## EXERCISE GOAL
Exact copies are required of the lines from the line containing "Return one point per instance of the microphone." through the final line of the listing, both included, and of no other lines.

## RECORDS FOR PROCESSING
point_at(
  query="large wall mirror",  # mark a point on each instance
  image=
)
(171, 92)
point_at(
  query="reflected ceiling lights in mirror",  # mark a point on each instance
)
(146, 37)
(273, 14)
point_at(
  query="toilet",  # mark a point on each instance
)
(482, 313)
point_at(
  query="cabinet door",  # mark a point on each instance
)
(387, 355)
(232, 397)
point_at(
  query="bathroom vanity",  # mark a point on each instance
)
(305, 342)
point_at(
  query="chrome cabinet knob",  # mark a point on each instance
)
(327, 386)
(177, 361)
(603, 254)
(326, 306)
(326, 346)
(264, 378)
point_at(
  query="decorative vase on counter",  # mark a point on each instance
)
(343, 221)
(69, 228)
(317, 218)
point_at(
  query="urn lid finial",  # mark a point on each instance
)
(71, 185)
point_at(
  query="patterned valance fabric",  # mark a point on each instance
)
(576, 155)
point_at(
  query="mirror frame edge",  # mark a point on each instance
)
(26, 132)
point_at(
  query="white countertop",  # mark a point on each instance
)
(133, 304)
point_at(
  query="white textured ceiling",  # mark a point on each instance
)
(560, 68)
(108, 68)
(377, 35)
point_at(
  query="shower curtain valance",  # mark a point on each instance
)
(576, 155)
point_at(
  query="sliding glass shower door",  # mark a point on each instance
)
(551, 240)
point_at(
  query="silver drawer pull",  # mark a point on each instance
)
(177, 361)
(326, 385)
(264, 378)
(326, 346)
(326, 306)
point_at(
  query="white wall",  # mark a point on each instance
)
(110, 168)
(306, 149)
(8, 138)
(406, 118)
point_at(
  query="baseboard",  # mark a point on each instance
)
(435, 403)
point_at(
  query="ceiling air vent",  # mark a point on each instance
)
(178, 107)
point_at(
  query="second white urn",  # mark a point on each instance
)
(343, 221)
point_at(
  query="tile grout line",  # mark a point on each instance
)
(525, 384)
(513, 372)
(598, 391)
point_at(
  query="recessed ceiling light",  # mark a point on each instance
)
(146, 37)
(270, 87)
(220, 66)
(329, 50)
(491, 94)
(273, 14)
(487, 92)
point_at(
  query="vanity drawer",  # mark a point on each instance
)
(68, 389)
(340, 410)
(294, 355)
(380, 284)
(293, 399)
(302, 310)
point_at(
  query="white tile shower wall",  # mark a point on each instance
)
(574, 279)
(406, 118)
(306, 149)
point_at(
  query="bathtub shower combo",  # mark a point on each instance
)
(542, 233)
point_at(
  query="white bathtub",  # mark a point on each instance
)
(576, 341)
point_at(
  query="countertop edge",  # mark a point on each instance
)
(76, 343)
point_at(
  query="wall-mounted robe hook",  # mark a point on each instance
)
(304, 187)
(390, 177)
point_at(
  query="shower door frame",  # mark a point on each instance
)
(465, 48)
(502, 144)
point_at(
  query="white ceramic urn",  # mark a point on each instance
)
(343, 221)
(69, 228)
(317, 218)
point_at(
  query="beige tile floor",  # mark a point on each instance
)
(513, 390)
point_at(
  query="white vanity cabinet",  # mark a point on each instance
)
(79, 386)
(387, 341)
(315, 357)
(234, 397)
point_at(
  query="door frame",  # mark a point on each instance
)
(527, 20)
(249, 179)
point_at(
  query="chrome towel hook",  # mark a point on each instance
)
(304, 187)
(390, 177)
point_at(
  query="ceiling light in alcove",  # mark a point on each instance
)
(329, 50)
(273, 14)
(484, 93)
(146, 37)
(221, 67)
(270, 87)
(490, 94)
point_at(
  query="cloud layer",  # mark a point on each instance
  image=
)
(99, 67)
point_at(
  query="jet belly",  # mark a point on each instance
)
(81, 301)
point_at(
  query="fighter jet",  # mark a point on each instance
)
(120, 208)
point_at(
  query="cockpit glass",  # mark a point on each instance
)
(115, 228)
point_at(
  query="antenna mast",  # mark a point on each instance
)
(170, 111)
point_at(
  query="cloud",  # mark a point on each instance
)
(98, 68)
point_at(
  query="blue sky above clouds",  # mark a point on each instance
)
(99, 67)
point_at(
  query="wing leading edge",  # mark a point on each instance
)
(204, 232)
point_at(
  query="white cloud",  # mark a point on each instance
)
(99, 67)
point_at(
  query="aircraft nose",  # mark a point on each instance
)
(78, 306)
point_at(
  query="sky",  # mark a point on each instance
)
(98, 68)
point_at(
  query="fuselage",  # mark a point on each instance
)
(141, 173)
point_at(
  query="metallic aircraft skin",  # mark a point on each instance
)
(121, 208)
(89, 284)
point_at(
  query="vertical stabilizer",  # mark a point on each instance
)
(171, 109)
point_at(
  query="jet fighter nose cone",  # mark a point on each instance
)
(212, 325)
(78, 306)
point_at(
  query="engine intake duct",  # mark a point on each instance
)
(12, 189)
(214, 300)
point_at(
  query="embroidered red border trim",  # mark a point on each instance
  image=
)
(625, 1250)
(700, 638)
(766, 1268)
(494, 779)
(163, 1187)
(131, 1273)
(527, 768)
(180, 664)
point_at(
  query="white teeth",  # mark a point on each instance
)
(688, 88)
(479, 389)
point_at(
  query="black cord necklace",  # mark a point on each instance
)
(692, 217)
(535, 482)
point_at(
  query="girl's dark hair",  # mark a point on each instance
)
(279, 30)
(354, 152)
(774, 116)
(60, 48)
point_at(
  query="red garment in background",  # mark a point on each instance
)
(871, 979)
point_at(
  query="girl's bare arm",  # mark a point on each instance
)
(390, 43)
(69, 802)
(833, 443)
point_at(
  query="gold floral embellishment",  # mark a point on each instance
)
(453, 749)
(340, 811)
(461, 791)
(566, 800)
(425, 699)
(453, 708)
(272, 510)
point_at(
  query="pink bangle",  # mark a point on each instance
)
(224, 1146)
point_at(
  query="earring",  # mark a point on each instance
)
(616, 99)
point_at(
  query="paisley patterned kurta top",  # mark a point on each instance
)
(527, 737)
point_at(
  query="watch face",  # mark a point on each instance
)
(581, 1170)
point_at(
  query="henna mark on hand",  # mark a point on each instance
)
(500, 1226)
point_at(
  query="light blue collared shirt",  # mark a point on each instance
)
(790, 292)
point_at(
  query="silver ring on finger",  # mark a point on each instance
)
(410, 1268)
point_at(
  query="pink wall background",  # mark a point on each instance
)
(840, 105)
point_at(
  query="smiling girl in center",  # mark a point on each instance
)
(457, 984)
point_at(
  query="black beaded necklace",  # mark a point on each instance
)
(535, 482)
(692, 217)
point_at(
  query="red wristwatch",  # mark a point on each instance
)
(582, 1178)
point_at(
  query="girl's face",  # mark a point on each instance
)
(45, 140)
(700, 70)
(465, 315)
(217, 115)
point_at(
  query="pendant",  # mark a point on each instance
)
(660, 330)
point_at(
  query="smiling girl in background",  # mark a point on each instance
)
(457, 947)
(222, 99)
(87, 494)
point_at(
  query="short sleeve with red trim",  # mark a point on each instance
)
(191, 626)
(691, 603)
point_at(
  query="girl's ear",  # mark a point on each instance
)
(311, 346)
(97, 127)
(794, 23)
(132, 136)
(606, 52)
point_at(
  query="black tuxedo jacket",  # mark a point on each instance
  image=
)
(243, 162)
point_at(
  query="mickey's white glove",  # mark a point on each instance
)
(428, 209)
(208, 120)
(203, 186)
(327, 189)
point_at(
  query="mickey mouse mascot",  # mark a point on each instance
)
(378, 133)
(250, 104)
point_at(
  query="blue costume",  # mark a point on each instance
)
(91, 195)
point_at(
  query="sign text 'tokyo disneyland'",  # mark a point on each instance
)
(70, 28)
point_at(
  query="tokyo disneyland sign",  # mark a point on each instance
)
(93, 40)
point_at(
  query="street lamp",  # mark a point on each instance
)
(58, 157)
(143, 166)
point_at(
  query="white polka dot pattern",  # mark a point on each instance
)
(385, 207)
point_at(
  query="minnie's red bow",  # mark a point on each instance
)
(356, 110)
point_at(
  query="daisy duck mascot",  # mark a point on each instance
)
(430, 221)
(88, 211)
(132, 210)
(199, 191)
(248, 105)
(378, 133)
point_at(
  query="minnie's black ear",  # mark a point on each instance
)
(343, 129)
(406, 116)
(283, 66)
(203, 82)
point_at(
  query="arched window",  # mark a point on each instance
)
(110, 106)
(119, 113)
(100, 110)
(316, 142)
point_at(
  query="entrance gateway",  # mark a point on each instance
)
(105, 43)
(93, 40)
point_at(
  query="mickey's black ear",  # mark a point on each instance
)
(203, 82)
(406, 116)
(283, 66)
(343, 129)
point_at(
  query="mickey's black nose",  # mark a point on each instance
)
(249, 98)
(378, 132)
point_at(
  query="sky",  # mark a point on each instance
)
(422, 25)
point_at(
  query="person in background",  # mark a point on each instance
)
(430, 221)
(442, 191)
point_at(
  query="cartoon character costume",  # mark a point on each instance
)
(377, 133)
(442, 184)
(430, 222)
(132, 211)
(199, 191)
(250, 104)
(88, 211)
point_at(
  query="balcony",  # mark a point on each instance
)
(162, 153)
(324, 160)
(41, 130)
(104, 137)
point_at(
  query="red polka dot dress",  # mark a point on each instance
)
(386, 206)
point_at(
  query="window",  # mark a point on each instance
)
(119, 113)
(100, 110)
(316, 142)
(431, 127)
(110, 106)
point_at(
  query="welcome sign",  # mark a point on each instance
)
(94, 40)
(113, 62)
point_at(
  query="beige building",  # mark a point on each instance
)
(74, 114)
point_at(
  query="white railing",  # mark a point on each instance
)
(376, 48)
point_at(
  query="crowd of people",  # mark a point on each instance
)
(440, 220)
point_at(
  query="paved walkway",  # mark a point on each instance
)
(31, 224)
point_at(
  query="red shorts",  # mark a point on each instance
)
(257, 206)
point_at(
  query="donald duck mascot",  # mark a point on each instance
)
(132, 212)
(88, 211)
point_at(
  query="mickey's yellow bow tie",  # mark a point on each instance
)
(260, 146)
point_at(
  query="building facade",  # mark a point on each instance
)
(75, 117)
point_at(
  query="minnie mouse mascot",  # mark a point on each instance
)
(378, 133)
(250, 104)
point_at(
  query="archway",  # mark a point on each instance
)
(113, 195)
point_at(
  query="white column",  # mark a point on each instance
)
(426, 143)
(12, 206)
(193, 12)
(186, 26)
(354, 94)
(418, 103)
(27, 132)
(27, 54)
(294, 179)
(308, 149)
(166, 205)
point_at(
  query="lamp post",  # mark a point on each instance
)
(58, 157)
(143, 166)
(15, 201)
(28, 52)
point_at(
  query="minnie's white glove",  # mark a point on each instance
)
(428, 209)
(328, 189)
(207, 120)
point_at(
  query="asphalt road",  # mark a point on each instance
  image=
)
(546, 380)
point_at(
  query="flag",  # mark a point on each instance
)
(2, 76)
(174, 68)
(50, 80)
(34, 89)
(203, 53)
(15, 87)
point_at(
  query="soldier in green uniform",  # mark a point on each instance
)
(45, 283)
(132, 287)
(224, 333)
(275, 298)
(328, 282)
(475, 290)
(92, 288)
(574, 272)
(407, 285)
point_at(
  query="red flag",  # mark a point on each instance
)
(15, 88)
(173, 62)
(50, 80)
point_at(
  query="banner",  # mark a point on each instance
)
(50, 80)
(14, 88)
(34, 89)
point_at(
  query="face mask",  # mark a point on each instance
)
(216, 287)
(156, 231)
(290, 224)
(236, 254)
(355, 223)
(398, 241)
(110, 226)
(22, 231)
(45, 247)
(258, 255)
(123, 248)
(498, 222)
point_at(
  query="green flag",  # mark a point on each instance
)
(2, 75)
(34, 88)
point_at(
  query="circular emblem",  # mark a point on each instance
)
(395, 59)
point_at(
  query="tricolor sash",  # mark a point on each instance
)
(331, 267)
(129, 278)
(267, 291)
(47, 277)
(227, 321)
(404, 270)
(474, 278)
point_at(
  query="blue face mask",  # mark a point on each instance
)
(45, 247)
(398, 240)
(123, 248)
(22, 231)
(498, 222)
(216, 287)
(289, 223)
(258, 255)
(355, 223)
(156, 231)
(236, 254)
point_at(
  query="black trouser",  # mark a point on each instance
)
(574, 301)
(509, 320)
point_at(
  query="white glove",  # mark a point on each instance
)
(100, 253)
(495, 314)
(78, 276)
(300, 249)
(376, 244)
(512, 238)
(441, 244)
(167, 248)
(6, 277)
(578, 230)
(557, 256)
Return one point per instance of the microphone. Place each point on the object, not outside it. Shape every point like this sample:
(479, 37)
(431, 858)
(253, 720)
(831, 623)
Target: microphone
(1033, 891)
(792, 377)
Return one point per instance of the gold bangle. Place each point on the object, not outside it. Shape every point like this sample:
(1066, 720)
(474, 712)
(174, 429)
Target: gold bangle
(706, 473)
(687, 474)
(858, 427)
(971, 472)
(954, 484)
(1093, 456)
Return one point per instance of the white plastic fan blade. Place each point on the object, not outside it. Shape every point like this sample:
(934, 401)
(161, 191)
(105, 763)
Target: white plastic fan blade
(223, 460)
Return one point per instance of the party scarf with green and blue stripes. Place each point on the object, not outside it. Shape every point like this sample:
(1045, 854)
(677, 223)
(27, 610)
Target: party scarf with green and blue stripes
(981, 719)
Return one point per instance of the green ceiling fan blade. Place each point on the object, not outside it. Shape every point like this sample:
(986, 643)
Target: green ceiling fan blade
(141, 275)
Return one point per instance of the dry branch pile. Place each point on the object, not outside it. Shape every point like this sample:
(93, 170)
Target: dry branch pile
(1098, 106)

## FINISHED TASK
Return one point per instance of the microphone. Place each point on the object, not outside it. Shape every point like this sample:
(479, 37)
(431, 858)
(253, 720)
(831, 623)
Target: microphone
(1033, 891)
(792, 377)
Return one point per instance of the gold bangle. Place each point on the object, not outside it. Shape every point like this sample:
(1066, 720)
(474, 712)
(174, 429)
Target: gold bangle
(706, 473)
(687, 474)
(858, 427)
(971, 472)
(954, 484)
(1093, 456)
Return one point per instance of the white plastic fan blade. Place each point on the object, not outside it. Shape every point like this sample:
(934, 401)
(161, 191)
(105, 763)
Target: white plastic fan blade
(223, 460)
Return one point per instance of the party scarf with green and blue stripes. Place each point on the object, not outside it. Shape every point like this sample:
(1045, 854)
(677, 223)
(27, 610)
Target: party scarf with green and blue stripes
(981, 719)
Return one point per instance of the green ceiling fan blade. Place each point on the object, not outside it. Shape every point like this sample:
(986, 643)
Target: green ceiling fan blade
(141, 275)
Return one point per instance of the dry branch pile. Place each point on the object, not outside it. Shape every point like this sample:
(93, 170)
Target: dry branch pile
(1098, 106)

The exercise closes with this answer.